»»

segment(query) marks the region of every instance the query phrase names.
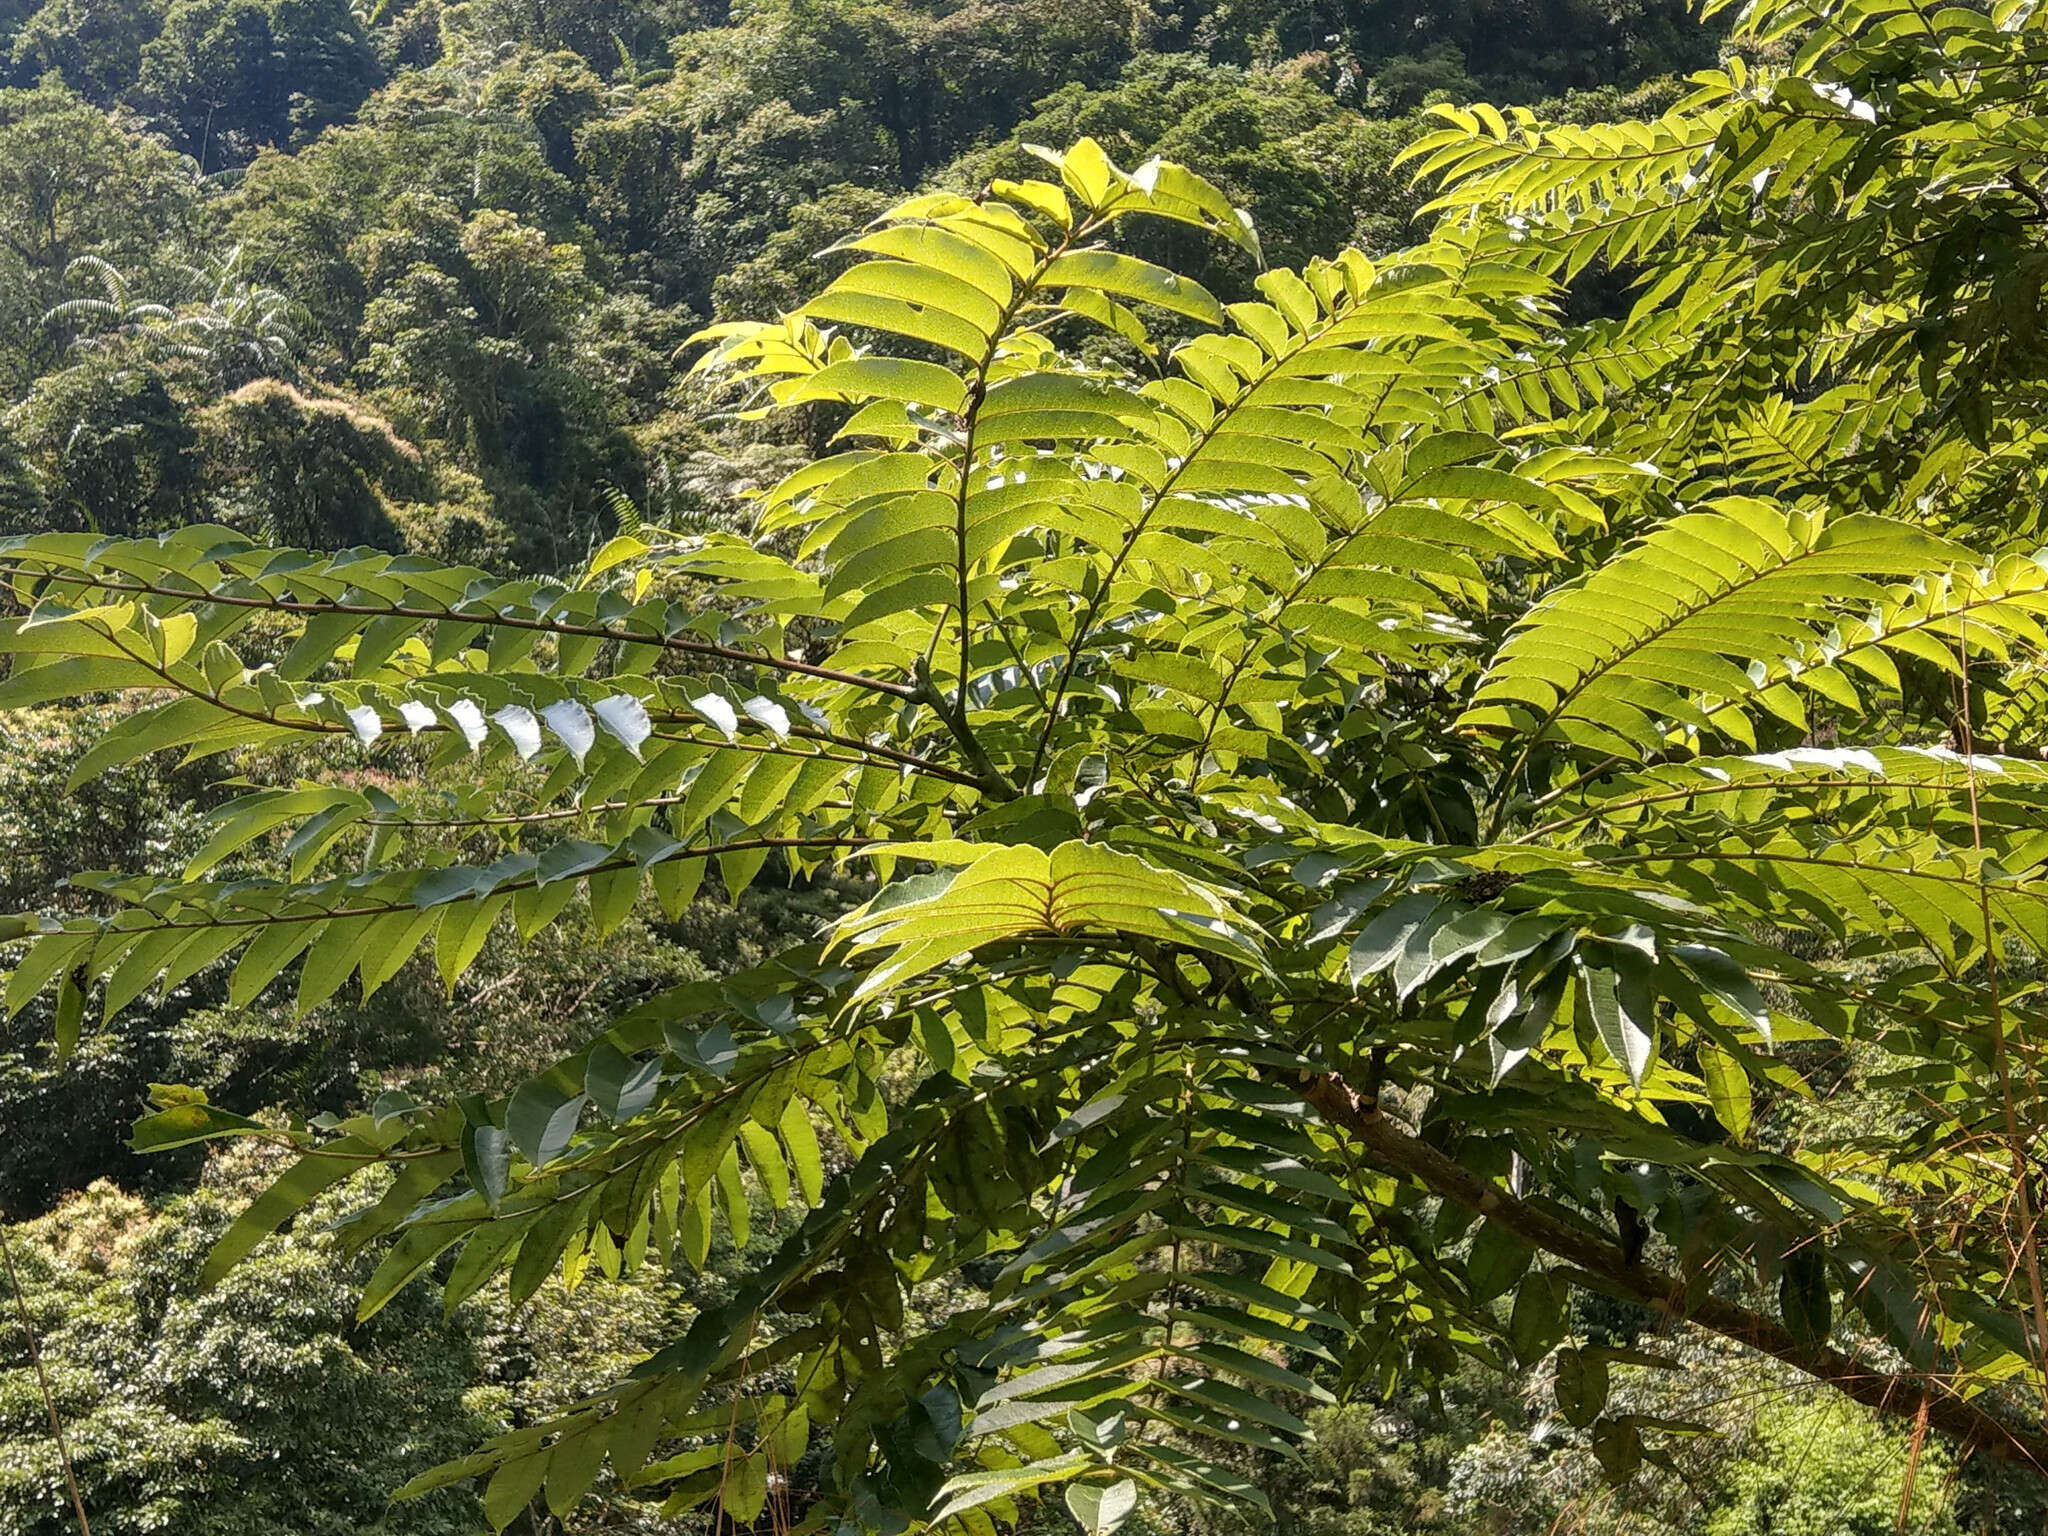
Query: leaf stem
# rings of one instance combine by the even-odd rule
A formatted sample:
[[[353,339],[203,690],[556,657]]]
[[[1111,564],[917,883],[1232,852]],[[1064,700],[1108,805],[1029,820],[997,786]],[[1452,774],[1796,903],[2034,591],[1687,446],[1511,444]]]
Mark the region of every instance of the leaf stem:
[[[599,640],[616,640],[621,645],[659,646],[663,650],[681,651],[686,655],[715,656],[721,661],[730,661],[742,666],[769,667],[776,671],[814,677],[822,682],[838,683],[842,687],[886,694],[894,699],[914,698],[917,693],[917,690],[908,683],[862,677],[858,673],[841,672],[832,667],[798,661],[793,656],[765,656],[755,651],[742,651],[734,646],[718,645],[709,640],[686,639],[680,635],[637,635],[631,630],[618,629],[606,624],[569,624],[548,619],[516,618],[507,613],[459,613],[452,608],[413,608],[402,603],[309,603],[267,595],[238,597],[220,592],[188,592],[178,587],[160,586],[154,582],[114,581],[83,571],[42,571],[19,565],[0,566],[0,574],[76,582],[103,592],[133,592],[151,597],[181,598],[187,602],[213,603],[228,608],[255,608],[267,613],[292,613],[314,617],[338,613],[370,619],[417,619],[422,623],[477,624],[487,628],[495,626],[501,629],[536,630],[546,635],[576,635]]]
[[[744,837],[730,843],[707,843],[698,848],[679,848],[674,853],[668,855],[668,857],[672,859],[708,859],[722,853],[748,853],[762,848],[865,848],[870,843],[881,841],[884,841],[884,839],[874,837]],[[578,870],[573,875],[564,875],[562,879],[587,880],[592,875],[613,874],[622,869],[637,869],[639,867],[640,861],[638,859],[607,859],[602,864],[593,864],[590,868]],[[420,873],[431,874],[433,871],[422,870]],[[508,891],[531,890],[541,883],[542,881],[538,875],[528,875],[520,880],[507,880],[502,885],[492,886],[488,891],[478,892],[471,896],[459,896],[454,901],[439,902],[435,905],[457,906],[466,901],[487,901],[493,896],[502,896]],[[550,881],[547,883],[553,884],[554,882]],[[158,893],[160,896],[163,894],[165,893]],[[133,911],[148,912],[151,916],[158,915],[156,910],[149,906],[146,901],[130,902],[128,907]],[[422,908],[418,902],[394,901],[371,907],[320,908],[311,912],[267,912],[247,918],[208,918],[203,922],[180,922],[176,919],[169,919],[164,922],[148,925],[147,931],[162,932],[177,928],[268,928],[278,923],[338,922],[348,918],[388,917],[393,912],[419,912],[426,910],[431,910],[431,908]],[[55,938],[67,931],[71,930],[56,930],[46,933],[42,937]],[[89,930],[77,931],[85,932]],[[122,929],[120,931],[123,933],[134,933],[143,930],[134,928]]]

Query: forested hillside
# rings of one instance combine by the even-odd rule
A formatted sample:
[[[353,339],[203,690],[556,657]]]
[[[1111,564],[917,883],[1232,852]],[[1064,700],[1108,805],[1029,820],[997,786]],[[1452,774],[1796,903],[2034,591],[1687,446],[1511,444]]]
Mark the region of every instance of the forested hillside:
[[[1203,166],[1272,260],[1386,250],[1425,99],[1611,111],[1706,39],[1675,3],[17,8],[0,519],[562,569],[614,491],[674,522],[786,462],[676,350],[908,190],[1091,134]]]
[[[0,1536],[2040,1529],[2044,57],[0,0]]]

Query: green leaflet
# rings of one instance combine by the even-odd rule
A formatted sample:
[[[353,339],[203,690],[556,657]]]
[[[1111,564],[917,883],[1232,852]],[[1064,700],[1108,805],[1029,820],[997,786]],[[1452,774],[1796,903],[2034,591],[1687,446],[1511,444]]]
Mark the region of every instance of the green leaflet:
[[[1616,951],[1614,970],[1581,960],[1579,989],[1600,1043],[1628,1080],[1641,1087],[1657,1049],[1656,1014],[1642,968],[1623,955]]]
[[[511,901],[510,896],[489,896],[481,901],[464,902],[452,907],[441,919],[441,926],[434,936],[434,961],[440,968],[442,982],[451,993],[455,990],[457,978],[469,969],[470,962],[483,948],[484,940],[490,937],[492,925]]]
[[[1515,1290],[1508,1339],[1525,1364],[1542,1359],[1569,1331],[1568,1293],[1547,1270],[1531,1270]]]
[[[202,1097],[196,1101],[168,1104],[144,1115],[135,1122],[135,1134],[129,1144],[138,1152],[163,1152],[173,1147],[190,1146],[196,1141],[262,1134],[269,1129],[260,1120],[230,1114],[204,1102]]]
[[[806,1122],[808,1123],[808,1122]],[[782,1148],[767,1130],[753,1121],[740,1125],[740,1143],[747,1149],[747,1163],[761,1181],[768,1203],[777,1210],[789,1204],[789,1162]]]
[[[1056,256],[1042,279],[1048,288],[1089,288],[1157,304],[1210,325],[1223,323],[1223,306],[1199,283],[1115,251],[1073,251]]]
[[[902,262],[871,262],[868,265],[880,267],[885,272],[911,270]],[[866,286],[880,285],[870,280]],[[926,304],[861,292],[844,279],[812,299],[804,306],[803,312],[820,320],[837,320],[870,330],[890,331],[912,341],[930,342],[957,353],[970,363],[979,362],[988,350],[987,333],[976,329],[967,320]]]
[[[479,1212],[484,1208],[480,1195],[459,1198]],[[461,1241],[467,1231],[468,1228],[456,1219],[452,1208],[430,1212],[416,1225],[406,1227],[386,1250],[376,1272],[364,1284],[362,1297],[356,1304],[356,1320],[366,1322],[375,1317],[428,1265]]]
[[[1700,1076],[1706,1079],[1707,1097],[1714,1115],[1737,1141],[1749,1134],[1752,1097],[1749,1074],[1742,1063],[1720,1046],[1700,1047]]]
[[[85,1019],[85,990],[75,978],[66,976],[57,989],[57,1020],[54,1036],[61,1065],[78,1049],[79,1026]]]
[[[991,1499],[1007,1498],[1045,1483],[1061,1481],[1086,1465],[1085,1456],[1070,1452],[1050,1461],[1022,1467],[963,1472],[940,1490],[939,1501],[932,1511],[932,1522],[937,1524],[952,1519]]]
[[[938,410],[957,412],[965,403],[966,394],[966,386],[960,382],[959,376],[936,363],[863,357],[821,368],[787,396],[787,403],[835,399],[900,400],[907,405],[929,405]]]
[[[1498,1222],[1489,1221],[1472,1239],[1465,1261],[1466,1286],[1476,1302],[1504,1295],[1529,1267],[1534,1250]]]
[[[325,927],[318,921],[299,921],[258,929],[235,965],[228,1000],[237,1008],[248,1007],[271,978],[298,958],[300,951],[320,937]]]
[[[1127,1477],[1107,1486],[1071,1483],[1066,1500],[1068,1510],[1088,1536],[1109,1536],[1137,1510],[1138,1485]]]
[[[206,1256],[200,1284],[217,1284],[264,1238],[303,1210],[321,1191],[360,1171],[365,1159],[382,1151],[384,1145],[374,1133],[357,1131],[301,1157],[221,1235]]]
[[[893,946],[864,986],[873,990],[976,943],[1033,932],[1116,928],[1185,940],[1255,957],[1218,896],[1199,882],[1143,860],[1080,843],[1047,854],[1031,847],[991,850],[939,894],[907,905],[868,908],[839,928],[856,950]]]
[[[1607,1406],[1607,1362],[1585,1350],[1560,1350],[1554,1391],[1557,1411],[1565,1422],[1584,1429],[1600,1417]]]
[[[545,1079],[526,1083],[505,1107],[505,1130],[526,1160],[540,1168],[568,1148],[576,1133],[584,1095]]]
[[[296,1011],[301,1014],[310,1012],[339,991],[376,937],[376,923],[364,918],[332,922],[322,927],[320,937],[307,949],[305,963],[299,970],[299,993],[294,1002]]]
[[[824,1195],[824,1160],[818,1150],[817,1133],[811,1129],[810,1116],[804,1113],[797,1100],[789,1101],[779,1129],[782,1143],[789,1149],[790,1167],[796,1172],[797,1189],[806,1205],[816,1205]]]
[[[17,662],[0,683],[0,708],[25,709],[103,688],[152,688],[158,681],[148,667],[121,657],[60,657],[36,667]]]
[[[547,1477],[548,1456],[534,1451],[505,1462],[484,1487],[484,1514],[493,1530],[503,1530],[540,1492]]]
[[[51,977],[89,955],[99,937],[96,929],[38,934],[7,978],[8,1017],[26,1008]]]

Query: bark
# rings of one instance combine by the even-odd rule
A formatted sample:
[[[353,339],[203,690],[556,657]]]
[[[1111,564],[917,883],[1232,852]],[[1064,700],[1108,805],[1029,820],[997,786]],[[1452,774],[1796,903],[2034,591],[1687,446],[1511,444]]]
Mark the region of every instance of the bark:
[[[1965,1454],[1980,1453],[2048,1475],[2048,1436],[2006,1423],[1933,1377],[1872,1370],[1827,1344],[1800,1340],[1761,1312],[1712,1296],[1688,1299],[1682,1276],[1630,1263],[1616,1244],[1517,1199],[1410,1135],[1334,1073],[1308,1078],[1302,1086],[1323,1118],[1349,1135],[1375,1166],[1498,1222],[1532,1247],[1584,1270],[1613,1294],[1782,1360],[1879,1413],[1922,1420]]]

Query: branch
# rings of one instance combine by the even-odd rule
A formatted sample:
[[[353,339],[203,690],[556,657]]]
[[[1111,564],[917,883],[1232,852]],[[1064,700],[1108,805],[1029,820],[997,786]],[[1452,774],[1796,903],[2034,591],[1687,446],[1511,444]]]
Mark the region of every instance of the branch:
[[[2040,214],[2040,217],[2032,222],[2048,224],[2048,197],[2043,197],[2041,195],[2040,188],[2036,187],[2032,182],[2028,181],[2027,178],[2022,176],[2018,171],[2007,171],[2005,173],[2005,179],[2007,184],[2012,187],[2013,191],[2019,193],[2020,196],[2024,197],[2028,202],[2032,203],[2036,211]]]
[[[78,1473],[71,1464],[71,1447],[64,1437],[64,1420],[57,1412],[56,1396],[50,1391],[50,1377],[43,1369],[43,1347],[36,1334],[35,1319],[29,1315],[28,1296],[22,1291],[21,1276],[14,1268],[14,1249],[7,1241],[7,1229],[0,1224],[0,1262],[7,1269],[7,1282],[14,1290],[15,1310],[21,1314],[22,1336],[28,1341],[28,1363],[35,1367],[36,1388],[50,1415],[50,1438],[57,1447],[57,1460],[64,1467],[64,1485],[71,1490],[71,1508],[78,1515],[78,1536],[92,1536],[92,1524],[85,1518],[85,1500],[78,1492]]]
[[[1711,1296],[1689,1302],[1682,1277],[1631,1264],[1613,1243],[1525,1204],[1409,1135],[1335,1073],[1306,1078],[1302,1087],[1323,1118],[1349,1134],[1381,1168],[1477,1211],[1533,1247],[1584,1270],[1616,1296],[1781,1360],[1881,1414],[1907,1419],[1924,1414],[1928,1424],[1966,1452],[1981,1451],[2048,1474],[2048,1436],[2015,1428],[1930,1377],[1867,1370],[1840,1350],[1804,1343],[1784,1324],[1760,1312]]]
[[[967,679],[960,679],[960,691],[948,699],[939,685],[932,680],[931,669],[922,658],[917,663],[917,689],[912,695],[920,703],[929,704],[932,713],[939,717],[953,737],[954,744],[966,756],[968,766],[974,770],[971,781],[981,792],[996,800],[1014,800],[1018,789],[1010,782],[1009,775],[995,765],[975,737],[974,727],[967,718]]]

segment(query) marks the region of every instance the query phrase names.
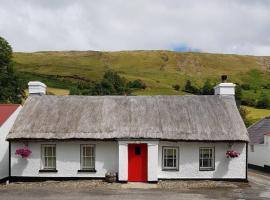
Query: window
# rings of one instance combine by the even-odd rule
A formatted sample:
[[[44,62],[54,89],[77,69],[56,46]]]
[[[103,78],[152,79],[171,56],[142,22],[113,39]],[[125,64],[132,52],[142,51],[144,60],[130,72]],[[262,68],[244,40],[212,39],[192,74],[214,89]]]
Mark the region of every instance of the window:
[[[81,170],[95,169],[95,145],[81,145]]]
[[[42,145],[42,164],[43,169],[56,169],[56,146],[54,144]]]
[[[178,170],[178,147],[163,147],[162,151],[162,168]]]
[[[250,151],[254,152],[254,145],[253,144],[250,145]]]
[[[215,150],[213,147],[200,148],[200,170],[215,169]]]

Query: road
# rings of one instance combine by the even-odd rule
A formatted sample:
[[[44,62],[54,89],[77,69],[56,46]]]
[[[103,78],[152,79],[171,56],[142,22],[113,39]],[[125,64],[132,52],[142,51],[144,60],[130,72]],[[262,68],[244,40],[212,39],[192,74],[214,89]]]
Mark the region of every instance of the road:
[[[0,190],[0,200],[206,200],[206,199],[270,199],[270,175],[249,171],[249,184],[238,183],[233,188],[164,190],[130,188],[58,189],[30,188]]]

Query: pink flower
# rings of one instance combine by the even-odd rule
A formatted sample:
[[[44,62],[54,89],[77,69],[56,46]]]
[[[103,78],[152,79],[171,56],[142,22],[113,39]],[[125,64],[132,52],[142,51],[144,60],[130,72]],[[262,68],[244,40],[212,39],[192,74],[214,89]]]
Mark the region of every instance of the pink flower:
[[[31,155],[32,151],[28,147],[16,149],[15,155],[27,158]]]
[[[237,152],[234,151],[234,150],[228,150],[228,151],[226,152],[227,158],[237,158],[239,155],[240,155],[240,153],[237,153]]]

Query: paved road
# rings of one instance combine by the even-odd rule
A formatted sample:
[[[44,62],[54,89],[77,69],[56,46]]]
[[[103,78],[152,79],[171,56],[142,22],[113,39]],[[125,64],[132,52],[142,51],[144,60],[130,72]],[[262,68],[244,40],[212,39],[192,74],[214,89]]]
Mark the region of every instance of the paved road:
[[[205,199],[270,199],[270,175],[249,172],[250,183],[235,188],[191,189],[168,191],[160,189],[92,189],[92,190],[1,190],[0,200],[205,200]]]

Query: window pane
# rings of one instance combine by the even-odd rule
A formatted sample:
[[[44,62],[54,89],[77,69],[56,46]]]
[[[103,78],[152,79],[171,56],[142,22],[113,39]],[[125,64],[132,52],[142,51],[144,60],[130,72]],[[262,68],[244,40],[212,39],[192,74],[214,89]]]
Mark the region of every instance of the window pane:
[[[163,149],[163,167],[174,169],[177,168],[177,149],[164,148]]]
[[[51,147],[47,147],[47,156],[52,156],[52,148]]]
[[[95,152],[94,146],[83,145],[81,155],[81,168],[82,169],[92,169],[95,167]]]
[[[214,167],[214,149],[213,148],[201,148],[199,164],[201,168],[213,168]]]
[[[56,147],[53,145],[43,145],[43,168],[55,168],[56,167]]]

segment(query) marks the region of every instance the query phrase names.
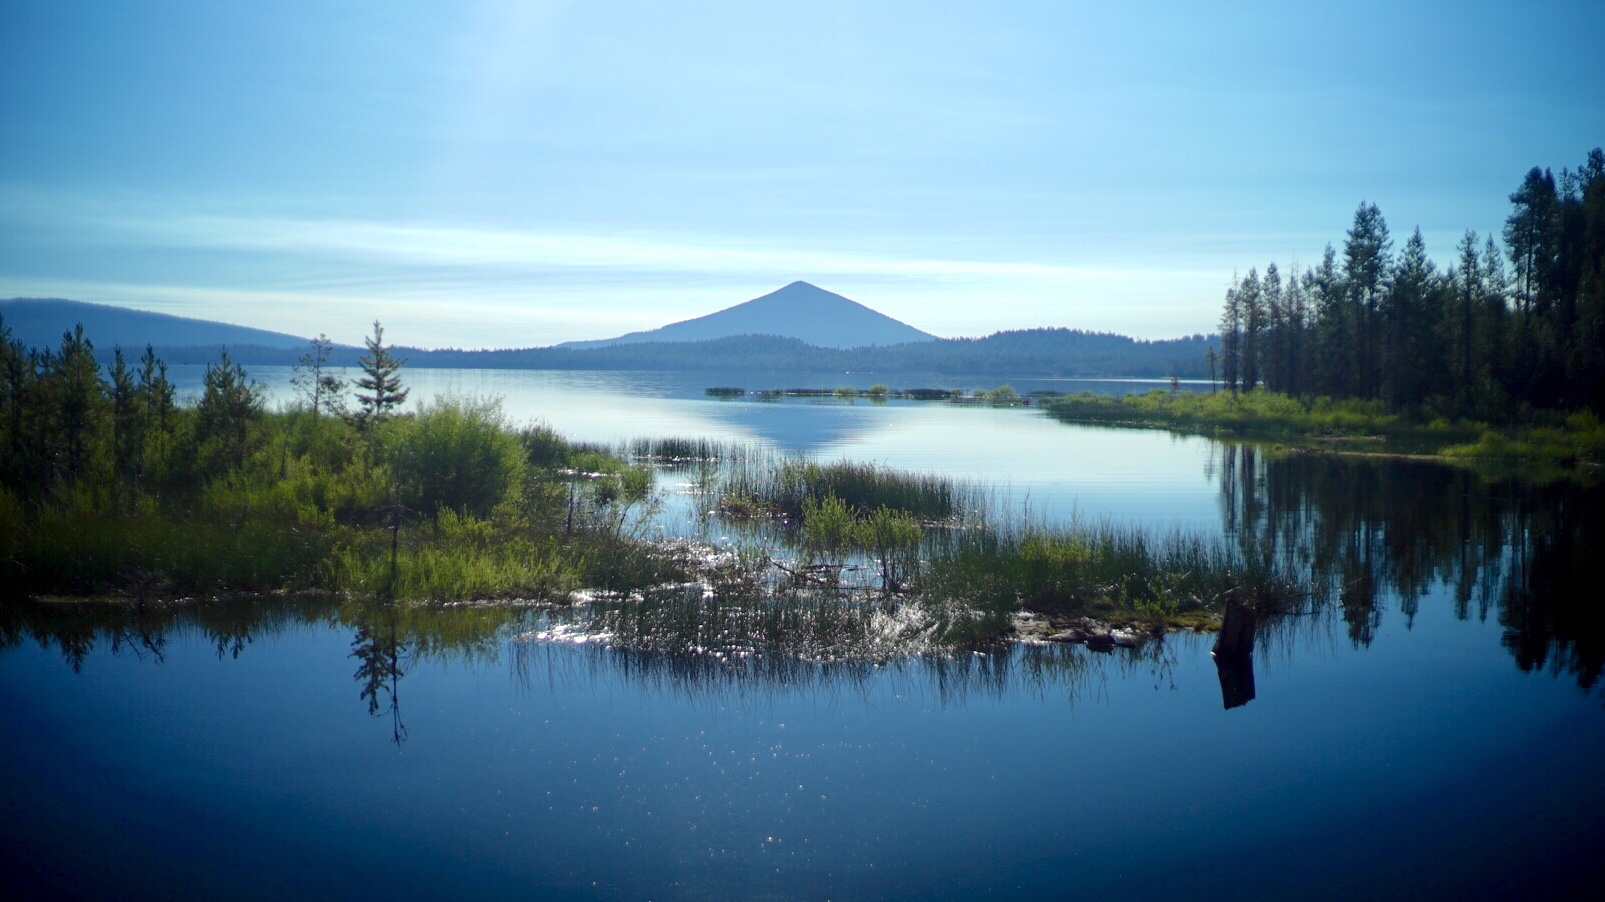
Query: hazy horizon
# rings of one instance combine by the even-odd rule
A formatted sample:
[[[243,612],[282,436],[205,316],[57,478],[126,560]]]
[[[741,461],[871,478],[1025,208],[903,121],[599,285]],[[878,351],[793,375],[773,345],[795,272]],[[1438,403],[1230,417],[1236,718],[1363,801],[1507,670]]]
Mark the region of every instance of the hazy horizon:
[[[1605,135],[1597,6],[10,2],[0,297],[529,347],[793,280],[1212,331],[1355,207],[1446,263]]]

««

## [Assigned task]
Lines from the one containing "Query: hazy horizon" through the last line of the listing are to be restated word for word; no other line may appear.

## [Exercise output]
Query: hazy horizon
# rings of one instance combine by the even-odd rule
A formatted sample:
[[[243,612],[282,436],[205,316],[57,478],[126,560]]]
[[[741,461],[871,478],[1025,208],[903,121],[599,285]],[[878,351],[793,375],[773,345],[795,272]],[[1438,403],[1230,417],[1236,718],[1363,801],[1507,670]]]
Mark the region of every instance of the hazy horizon:
[[[1605,135],[1597,6],[10,2],[0,297],[529,347],[793,280],[1212,331],[1355,207],[1446,263]]]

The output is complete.